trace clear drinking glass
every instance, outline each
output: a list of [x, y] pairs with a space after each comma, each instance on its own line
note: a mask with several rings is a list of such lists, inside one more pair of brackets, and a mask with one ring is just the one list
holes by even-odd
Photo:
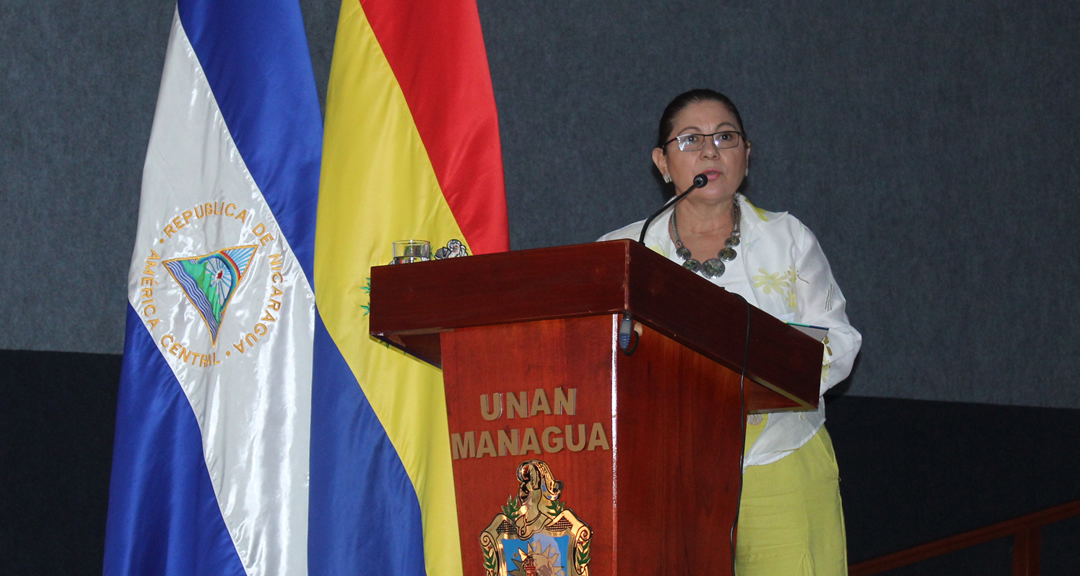
[[431, 259], [431, 242], [427, 240], [394, 241], [394, 264], [409, 264]]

** WHAT IS REQUIRED **
Could you write out the material above again, changing "drinking glass" to "tumbler" and leaving everything else as it is? Leave the pictures out.

** REPLY TO THE EXERCISE **
trace clear tumbler
every instance, outline each
output: a list of [x, y] pairs with a space after each comma, each instance on its own line
note: a mask with several rings is a list of such lists, inside one more pair of brackets, and a mask with one ring is just the one list
holes by even-odd
Photo:
[[431, 259], [431, 242], [427, 240], [394, 241], [394, 264], [409, 264]]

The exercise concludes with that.